- [CONSIGNA 1] Según el texto de lectura, ¿cuánto tiempo de prisión le impusieron al hermano de la persona que habla?

- [TEXTO DE LECTURA]
______________________________
Por supuesto que algunas veces rezamos para que mejoraran las condiciones políticas, y en esa oración iba incluida la apertura de la frontera; pero concretamente, para que el muro cayera, no. Era mucho más lo que necesitaba la RDA: se trataba de encontrar la verdad en la vida cotidiana, la libertad de palabra, de pensamiento y, con ello, la verdad de las personas que tras cuarenta años en la RDA ya no estaban dispuestas a vivir amaestradas. La apertura del muro se dio más bien casualmente…

¿Cómo era la vida ahí?

Vivir en Berlín Oriental era una situación asfixiante. Si no fuera por el apoyo de los amigos y la familia, hubiera sido imposible aguantarlo. Mi hermano fue condenado a prisión dos años y medio por –según decían– “calumnias al estado”. Era un asunto completamente ficticio. Siempre nos quedábamos en casa porque sabías que fuera había enemigos; alguien que te espiaba. Incluso entre los amigos podía haber gente que informara.
______________________________
- [LISTADO DE TRABAJO]
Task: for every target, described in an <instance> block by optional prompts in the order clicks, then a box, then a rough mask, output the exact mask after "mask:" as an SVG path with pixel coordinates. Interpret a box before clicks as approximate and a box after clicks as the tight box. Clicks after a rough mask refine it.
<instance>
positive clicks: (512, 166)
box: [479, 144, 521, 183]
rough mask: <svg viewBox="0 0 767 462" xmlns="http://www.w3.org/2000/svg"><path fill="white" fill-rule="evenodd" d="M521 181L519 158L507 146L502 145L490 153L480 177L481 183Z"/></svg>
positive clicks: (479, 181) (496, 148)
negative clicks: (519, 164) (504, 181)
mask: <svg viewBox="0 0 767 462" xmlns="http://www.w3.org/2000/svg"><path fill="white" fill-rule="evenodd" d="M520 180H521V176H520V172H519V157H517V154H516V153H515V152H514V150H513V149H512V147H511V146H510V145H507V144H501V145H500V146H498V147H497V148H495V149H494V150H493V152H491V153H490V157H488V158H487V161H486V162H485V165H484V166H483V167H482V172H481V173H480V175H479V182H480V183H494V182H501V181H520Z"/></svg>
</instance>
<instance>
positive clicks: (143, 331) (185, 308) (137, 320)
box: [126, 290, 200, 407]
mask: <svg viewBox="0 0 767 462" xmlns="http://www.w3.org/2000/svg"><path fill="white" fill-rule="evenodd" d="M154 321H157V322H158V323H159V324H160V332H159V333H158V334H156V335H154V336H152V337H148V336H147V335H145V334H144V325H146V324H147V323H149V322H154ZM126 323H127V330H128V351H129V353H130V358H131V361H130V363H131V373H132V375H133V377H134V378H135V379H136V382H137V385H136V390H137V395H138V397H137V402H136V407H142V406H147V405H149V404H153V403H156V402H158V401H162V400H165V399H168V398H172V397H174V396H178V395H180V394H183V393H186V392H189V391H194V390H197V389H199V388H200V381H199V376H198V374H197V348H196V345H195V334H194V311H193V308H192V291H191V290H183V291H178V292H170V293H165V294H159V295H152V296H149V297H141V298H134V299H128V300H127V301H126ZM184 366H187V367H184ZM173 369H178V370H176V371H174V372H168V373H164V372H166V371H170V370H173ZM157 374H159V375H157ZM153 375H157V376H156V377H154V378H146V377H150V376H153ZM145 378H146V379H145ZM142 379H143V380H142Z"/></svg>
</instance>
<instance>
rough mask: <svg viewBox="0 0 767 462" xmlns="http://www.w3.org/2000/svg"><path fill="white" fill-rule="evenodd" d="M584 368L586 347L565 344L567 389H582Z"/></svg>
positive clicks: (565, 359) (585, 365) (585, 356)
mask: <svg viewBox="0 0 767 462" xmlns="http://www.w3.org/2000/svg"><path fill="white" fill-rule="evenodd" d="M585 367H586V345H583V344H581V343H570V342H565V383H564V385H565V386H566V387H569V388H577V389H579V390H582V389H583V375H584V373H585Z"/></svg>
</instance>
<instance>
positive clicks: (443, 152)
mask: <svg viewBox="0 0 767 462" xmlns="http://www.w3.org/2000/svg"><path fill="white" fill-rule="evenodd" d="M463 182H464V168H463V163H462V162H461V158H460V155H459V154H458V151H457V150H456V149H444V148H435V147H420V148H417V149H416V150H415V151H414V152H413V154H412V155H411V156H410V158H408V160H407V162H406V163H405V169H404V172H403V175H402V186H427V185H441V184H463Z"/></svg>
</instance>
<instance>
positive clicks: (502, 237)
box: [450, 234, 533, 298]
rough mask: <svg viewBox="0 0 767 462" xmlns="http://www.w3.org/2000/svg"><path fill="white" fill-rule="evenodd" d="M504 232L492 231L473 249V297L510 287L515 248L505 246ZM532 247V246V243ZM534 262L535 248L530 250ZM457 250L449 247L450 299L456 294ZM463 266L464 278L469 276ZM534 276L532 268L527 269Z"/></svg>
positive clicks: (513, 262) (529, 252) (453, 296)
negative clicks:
______________________________
- [CONSIGNA 2] Reproduce tal cual las líneas del listado, empezando por la que contiene "232L492 231L473 249V297L510" y terminando con la última línea del listado, ambas incluidas.

- [SOLUCIÓN 1] Dos años y medio.

- [SOLUCIÓN 2]
rough mask: <svg viewBox="0 0 767 462" xmlns="http://www.w3.org/2000/svg"><path fill="white" fill-rule="evenodd" d="M504 232L492 231L473 249V297L510 287L515 248L505 246ZM532 247V246V243ZM534 262L535 248L530 250ZM457 250L449 247L450 299L456 294ZM463 266L464 278L469 276ZM534 276L532 268L527 269Z"/></svg>
positive clicks: (513, 262) (529, 252) (453, 296)
negative clicks:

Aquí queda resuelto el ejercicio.